** Start of Supplied records **

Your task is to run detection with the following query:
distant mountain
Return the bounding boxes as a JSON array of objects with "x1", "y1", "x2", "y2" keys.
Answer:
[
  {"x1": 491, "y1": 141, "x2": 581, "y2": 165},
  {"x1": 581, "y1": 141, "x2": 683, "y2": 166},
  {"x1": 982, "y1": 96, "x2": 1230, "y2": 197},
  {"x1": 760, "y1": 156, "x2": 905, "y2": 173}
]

** End of Supplied records **

_To do:_ Give the lines of the rows above as a numbered list, leaving out any blank lines.

_Correct output:_
1. Your task is to run detection with the following query:
2. distant mountain
3. Return the bounding boxes as a JSON array of objects with "x1", "y1", "x2", "y2" keys.
4. Answer:
5. [
6.   {"x1": 491, "y1": 141, "x2": 581, "y2": 165},
7.   {"x1": 581, "y1": 141, "x2": 683, "y2": 166},
8.   {"x1": 982, "y1": 96, "x2": 1230, "y2": 197},
9.   {"x1": 760, "y1": 156, "x2": 905, "y2": 173}
10. ]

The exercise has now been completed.